Locate the line that contains "Task: locate the glasses". Print it and each following line through the end of the listing, verbatim, and nothing more.

Data listing:
----------------
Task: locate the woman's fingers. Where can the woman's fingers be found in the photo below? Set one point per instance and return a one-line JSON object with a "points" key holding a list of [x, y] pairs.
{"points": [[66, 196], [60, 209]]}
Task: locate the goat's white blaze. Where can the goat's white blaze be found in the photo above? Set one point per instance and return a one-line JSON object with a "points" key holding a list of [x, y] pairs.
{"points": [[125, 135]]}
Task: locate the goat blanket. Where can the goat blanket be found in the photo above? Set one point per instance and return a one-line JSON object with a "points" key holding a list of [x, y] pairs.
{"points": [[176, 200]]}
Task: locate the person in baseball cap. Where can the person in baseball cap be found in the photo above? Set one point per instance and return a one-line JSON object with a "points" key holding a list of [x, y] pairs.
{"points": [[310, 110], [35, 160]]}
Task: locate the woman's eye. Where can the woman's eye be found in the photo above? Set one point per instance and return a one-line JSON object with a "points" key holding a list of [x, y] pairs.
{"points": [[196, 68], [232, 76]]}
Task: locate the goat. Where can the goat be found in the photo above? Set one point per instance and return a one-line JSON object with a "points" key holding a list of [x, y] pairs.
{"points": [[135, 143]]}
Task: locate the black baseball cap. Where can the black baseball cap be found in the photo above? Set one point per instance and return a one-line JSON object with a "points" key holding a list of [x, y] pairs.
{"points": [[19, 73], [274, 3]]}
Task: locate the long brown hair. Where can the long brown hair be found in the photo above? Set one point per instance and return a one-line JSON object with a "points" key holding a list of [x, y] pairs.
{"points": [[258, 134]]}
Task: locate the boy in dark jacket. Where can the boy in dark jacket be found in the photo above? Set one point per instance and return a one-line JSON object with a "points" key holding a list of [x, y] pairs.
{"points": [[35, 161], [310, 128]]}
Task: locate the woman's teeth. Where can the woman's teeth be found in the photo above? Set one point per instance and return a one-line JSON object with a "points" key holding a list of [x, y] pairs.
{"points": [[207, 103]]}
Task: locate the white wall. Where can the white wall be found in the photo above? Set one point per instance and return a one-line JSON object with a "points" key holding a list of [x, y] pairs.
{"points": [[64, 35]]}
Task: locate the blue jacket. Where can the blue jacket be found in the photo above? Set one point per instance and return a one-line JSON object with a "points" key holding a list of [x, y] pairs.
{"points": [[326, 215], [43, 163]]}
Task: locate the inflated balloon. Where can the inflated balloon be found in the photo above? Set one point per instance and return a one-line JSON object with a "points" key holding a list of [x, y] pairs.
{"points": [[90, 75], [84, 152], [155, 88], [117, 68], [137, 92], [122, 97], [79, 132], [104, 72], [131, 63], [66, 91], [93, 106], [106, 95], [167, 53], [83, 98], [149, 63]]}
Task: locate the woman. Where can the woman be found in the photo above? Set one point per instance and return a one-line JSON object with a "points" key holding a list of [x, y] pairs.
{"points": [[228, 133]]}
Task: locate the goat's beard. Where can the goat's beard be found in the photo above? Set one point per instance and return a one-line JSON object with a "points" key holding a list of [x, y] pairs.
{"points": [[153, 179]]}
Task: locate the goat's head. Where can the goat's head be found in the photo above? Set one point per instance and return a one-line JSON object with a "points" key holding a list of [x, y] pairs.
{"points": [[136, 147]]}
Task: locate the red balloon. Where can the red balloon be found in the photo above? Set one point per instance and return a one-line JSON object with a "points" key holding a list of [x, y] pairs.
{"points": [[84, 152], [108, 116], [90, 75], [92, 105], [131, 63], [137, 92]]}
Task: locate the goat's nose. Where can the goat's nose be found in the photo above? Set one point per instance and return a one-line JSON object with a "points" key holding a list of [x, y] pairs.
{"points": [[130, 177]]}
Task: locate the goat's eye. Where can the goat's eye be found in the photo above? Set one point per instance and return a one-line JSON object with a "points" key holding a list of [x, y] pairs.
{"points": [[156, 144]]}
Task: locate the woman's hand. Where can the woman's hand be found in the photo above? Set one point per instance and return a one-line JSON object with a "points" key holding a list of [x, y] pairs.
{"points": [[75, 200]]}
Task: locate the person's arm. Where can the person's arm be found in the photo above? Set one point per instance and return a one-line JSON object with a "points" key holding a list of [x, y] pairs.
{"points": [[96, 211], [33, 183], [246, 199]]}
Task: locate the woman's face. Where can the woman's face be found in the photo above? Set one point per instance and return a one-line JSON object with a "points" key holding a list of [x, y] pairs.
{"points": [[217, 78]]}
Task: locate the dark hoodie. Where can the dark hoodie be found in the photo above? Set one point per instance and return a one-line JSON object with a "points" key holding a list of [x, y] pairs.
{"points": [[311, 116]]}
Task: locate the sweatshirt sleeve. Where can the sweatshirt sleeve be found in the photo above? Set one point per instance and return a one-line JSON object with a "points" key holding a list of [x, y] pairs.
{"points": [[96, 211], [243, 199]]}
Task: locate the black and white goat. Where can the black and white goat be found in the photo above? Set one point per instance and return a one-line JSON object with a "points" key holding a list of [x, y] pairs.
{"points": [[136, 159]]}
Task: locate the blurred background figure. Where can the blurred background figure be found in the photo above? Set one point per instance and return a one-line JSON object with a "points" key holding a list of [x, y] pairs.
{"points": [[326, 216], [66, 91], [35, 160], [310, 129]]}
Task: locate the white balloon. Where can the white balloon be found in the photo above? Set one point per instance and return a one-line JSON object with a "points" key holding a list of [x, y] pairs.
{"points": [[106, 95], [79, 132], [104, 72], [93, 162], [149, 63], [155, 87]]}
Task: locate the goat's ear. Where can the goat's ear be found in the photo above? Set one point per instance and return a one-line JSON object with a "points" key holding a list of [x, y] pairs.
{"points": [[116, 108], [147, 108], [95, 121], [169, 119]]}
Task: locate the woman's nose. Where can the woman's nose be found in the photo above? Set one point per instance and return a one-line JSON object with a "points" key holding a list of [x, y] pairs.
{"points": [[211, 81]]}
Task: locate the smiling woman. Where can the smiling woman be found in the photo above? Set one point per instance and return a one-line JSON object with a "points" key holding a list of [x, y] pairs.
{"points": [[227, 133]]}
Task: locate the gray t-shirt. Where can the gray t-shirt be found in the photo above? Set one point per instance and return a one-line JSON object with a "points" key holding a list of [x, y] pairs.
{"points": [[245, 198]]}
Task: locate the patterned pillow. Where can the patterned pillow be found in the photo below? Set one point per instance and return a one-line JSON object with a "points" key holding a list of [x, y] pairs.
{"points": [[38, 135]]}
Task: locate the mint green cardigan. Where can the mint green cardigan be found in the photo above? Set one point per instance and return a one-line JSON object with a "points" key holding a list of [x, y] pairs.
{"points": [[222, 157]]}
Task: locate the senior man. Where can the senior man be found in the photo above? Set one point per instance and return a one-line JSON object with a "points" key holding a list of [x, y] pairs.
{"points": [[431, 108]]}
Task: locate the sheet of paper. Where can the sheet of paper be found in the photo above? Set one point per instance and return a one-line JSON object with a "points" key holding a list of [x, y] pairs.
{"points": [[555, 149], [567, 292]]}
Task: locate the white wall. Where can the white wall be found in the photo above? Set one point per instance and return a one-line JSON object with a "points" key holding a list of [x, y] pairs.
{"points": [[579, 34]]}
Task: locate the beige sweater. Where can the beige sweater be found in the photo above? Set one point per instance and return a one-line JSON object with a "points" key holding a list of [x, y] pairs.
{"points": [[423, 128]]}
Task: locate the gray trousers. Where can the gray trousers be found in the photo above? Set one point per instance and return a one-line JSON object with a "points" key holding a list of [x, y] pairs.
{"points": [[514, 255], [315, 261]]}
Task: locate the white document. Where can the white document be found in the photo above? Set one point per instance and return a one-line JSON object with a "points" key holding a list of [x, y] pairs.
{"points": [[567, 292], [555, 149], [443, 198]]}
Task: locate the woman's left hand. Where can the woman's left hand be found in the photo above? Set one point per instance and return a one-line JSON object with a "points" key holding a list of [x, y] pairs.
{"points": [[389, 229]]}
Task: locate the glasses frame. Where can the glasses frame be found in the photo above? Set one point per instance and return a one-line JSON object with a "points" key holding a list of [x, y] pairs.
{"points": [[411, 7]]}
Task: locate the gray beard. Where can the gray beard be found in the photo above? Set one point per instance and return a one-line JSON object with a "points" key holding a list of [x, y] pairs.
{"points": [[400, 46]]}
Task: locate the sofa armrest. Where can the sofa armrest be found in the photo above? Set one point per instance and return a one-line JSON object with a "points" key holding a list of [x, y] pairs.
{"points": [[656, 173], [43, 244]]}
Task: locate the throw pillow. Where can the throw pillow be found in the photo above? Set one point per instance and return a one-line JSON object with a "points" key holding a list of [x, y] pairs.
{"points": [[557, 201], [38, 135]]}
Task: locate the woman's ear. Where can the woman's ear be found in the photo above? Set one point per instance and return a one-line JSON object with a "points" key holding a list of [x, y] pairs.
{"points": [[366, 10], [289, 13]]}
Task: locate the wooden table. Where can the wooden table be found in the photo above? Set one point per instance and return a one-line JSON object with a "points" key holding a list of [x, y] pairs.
----------------
_Result for this exercise_
Task: locate the glasses frame. Where can the glasses frame be found in the photo above? Set one point per instance and return a one-line JSON object with a "points" key holding a list of [x, y] pairs.
{"points": [[411, 7]]}
Task: locate the gray beard. Where can the gray beard be found in the photo above? Set one point per instance and return a one-line JSON object with a "points" key holding a list of [x, y] pairs.
{"points": [[400, 46]]}
Task: locate the sofa armrest. Where can the sofa armrest be found in the photo above? Set one point per instance and return a one-line JSON object with a "points" key holding a list of [x, y] pairs.
{"points": [[656, 173], [43, 244]]}
Task: locate the throw pillow. Where can the throw pillow be found in the photo above? Set one point per instance and return a one-line JSON object with a "points" key holding a list of [x, y] pairs.
{"points": [[557, 201], [38, 135]]}
Task: locate the woman's ear. Where can the woman's ear be found in the photo above? Set one point per instance and return a one-line JSON object with a "points" key holding a list of [x, y] pairs.
{"points": [[366, 10], [289, 13]]}
Task: locate the wooden table. Where can the wooden table be found in the photo above? Set one point per instance and return a one-line JSON object with a "points" key holding a list of [x, y] pairs.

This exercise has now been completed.